● **WHAT TO PRODUCE**
Output the data from its beginning up to and including the line containing "box: [422, 11, 496, 495]" as a Markdown table with the columns Row and Line, numbering each line and omitting blank lines. Leave the pictures out of the table.

● **THE RECORDS**
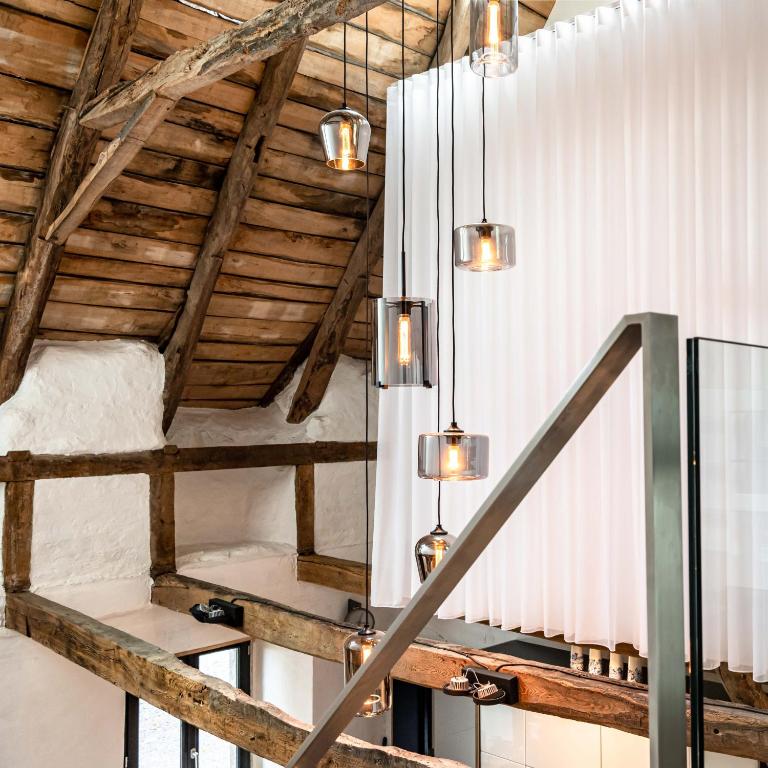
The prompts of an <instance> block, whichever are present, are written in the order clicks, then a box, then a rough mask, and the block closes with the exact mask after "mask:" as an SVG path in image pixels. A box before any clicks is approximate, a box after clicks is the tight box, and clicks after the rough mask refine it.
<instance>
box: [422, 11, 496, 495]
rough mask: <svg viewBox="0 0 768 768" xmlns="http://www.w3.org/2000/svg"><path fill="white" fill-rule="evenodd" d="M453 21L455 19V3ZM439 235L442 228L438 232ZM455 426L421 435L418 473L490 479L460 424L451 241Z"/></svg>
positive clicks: (452, 66)
mask: <svg viewBox="0 0 768 768" xmlns="http://www.w3.org/2000/svg"><path fill="white" fill-rule="evenodd" d="M451 6H452V8H451V18H454V14H453V10H454V9H453V6H454V3H453V2H452V3H451ZM453 62H454V56H453V35H451V230H452V231H453V230H454V229H455V226H454V219H455V215H456V130H455V113H456V104H455V102H456V99H455V89H454V70H455V65H454V63H453ZM438 231H439V228H438ZM451 244H452V247H453V250H454V254H453V256H454V258H453V259H452V269H451V341H452V347H453V354H452V356H451V357H452V359H451V363H452V375H451V425H450V426H449V427H448V429H446V430H444V431H442V432H428V433H425V434H421V435H419V449H418V473H419V477H422V478H427V479H430V480H440V481H447V482H453V481H457V480H481V479H483V478H485V477H488V453H489V451H488V436H487V435H477V434H471V433H469V432H464V431H463V430H462V429H461V428H460V427H459V426H458V423H457V421H456V264H457V259H456V238H455V237H454V238H452V241H451Z"/></svg>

● **OUTPUT OF THE TASK**
| Row | Line |
|---|---|
| 1 | The prompts of an <instance> block, whichever are present, are written in the order clicks, then a box, then a rough mask, and the block closes with the exact mask after "mask:" as an SVG path in image pixels. A box before any clicks is approximate, a box after clicks is the tight box, and clicks after the rough mask refine it. |
| 2 | <instance> |
| 3 | box: [422, 11, 496, 495] |